# [Records excerpted from a collection]
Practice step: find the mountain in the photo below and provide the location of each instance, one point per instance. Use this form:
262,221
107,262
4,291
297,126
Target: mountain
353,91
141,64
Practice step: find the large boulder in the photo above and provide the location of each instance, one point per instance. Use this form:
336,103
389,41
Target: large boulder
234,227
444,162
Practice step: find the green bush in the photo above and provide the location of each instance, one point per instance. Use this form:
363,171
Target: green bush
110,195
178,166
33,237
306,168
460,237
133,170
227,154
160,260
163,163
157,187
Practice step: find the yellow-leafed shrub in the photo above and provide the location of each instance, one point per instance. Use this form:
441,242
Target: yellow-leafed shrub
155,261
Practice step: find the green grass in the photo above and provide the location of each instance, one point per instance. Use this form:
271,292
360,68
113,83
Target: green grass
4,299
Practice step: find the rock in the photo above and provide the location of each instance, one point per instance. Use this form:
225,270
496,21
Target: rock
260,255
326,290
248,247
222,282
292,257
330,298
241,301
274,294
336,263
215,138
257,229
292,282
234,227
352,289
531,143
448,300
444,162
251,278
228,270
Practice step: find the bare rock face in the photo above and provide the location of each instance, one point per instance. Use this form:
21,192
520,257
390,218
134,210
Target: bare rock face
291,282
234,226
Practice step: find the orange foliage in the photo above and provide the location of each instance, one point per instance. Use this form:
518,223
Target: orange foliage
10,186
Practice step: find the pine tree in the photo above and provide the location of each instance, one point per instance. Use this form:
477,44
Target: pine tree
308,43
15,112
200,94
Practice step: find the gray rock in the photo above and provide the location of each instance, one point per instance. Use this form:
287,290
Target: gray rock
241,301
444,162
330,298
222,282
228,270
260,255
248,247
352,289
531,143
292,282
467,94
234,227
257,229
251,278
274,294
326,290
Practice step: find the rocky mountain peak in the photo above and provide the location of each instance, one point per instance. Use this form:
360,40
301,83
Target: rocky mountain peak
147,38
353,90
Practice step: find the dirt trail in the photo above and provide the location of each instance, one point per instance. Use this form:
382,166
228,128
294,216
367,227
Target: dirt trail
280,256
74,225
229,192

# [PROBLEM TO SOLVE]
Rewrite the records above, changing "Practice step" to "Exercise" wherever it occurs and keeping everything else the same.

# [ANSWER FOR THIS EXERCISE]
Exercise: find the mountain in the photo below and provide the location of each instance, one point per instance. Use this form:
262,221
107,262
4,291
297,126
Target: mountain
353,91
141,64
Exercise: find the large boulder in the photo above and provide the location of each instance, one point per instance. Use this form:
336,103
389,41
Target: large boulder
234,227
444,162
Exercise: find the green bush in the photo above and provide the location of each instance, one point per instance. Use this form:
363,171
Target: green bush
110,195
178,166
33,237
306,168
460,237
133,170
227,154
160,260
163,163
157,187
Exercise: find the yellow-leafed shrub in the photo above and provide the location of each instance, one point per instance. Use this form:
441,242
Target: yellow-leafed shrub
155,261
Exercise: find the green grass in the photo above and provide the location of each instance, one point per instance. Use this form:
271,292
360,68
113,83
Target: green grass
4,299
Exercise: find the rock in the photo above and provide the location of each instance, one point per instance. Use this form:
225,270
496,21
Target: rock
260,255
326,290
248,247
222,282
292,257
330,298
241,301
274,294
336,263
215,138
257,229
292,282
234,227
352,289
531,143
448,300
444,162
251,278
228,270
Exercise: find the bare rock face in the photo above and provide the location of each instance, one point per instance. Use this form:
21,192
520,257
390,218
134,210
Target: bare rock face
291,282
234,226
Exercise: find the orange foliage in the photo above and provide the location of each instance, one point per instance. Use this form:
518,223
Target: orange foliage
10,186
Exercise: find the pine tree in the photo above and provide the location of each instance, one point per instance. Use this form:
477,44
Target: pine tree
308,43
15,112
200,94
Exercise: find the gray rock in the photo above and provide the location of each instance, one point per instance. Use this form:
287,290
Target: gray rock
241,301
444,162
330,298
222,282
228,270
260,255
248,247
352,289
531,143
292,282
467,94
234,227
257,229
251,278
274,294
326,290
Exercise: find the rocky mountain peak in the photo above and provide the location of each instance, one point per instance. Use this form:
360,40
301,83
Target: rocky mountain peak
147,38
353,90
Exercise: find the dirt trail in the photo above and provide the location of each instance, one point per instance. Use this form:
382,166
228,128
294,216
367,227
Target: dirt trail
280,256
74,225
229,192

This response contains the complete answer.